• Task details: Return every record verbatim.
---- Exercise input
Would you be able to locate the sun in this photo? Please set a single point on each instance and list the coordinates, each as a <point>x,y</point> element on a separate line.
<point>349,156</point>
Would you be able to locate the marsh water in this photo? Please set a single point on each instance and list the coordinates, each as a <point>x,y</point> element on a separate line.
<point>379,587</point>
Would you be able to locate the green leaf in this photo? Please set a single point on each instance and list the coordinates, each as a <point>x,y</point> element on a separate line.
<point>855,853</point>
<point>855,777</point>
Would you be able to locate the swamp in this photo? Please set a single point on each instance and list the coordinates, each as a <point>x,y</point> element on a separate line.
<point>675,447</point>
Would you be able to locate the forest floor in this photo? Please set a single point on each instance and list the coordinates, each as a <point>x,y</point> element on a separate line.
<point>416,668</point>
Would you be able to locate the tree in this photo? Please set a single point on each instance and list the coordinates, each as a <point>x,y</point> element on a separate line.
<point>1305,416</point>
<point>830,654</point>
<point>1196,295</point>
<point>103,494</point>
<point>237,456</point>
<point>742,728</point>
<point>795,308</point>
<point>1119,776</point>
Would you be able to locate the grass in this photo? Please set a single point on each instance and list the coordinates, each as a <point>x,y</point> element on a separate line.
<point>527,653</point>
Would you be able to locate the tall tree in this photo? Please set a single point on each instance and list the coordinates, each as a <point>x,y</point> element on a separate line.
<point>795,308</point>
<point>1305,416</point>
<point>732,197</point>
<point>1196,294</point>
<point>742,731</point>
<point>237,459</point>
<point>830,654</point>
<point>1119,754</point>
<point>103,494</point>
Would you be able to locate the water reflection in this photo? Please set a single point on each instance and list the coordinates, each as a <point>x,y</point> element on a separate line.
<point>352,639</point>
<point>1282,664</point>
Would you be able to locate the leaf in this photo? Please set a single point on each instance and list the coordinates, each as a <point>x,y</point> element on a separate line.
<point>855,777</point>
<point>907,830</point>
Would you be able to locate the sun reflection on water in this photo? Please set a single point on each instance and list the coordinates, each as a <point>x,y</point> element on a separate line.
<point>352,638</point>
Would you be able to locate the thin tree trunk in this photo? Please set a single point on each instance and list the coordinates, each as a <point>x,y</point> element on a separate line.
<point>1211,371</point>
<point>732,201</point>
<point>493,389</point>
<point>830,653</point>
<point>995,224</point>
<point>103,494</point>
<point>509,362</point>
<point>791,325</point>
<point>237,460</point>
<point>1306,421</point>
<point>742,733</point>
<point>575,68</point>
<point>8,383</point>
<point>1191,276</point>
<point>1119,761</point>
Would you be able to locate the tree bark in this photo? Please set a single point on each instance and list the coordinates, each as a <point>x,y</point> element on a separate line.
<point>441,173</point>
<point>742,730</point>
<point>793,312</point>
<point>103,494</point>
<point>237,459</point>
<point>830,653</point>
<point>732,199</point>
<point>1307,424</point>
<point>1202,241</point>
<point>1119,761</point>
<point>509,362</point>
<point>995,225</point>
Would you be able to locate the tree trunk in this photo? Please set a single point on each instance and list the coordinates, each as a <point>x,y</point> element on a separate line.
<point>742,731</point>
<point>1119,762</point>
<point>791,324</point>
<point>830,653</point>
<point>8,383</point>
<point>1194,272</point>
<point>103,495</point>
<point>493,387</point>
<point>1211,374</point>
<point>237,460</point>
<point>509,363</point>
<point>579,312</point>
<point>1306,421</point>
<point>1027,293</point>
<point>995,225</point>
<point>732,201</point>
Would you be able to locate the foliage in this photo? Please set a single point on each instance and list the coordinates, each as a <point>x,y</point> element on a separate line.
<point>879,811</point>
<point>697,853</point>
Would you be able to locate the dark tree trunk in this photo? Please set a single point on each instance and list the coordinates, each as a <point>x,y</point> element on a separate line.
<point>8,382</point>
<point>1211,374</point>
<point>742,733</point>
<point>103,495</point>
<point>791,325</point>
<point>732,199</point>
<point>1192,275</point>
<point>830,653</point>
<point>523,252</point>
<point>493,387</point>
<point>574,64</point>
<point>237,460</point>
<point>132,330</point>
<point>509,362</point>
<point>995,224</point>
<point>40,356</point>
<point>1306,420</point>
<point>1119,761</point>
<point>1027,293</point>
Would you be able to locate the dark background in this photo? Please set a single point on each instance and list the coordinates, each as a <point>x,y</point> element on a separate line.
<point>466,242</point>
--------
• Response area:
Would you be able to locate the sun in this photo? Please set a single point on each instance and list the coordinates, each as a <point>x,y</point> element on a separate line.
<point>349,156</point>
Would you be able to locate the marsh water in this photo? Please set a single point on each instance and list the coordinates, each as a <point>x,y</point> element on a separate line.
<point>379,587</point>
Would you be able to locate the green leaf in this photo? Please set a single point on each instance and list the coordinates, each as a <point>x,y</point> element on a separate line.
<point>855,853</point>
<point>855,777</point>
Would you be able to locate the swamp in this photo? Please set a single point on each instance and list the coordinates, each as a <point>x,y</point> element on a separate line.
<point>675,447</point>
Would you be able to locate the forest floor in this photo? Please set a single point on each instance and list the coordinates, each as a <point>x,y</point> element on a separate line.
<point>416,668</point>
Would you be able to locate the tree in this photo? Please set a single point on each instance and list the coordinates, each as a <point>x,y</point> element on a separate line.
<point>1305,416</point>
<point>830,654</point>
<point>1196,295</point>
<point>103,494</point>
<point>237,456</point>
<point>742,728</point>
<point>795,308</point>
<point>1119,776</point>
Would you be able to locate the grass in this photo? Please set a single point on each instance and list the coordinates, each as a <point>x,y</point> element on a separate line.
<point>527,653</point>
Would you be able to locate the tall tree in this photo? Please set a single point on each instance and list the coordinates, each as a <point>x,y</point> element on a separate line.
<point>795,308</point>
<point>1305,416</point>
<point>732,197</point>
<point>1196,294</point>
<point>742,731</point>
<point>237,459</point>
<point>830,654</point>
<point>1119,754</point>
<point>103,494</point>
Would you be able to locate the water reflection in this photo? Please set a single point on each instance and list the coordinates, each as a <point>x,y</point> element on a separate line.
<point>352,639</point>
<point>1282,664</point>
Would you be able to locate the leaf in this photo? Please set a single point on each instance and list the coordinates, each as a <point>x,y</point> element on a separate line.
<point>855,777</point>
<point>907,830</point>
Would you be able to locate the sun reflection on water in this photo? Please set a single point on each instance and list the coordinates, each as a <point>x,y</point> element on a separate line.
<point>352,638</point>
Would you be able to locate the thin tree trunk in this photo? Please set a single point on each instance and list the coordinates, each as a <point>x,y</point> element on a separate line.
<point>1211,371</point>
<point>732,201</point>
<point>493,389</point>
<point>830,653</point>
<point>995,224</point>
<point>103,494</point>
<point>509,362</point>
<point>791,325</point>
<point>237,460</point>
<point>1306,421</point>
<point>742,733</point>
<point>575,68</point>
<point>8,383</point>
<point>1191,276</point>
<point>1119,761</point>
Would you be able to locate the tree bark in this photo? Please set a single point on each instance and list the coordinates, each as a <point>x,y</point> element on a separate line.
<point>441,173</point>
<point>742,730</point>
<point>793,312</point>
<point>103,494</point>
<point>237,459</point>
<point>830,653</point>
<point>732,199</point>
<point>1307,424</point>
<point>1202,241</point>
<point>1119,761</point>
<point>509,362</point>
<point>995,225</point>
Would you be able to locate the tree trunk in this photo? Please set a single point on each instance and list the coordinates, each as a <point>x,y</point> element on a separate line.
<point>742,731</point>
<point>1119,762</point>
<point>791,324</point>
<point>830,653</point>
<point>8,383</point>
<point>1194,272</point>
<point>103,495</point>
<point>493,387</point>
<point>1211,374</point>
<point>237,460</point>
<point>509,363</point>
<point>579,312</point>
<point>1306,421</point>
<point>1027,293</point>
<point>995,225</point>
<point>732,201</point>
Would you be able to locate the foliage in this photo? Please set a single point on each instance and list the coordinates, each as a <point>x,y</point> element on a separate line.
<point>879,811</point>
<point>697,853</point>
Would you be able to locate the dark tree trunk in this photo? Please set a single point on each instance and list the coordinates, each as a <point>x,y</point> element on a separate line.
<point>8,382</point>
<point>1211,374</point>
<point>742,733</point>
<point>103,495</point>
<point>791,325</point>
<point>732,199</point>
<point>1192,275</point>
<point>830,653</point>
<point>523,252</point>
<point>493,387</point>
<point>574,64</point>
<point>237,460</point>
<point>132,330</point>
<point>509,362</point>
<point>995,224</point>
<point>40,356</point>
<point>1306,420</point>
<point>1119,761</point>
<point>1027,293</point>
Would you be able to locate the dark background in this photo? Please set a single point on each instance and list the coordinates, each as a <point>x,y</point> element on a separate line.
<point>466,242</point>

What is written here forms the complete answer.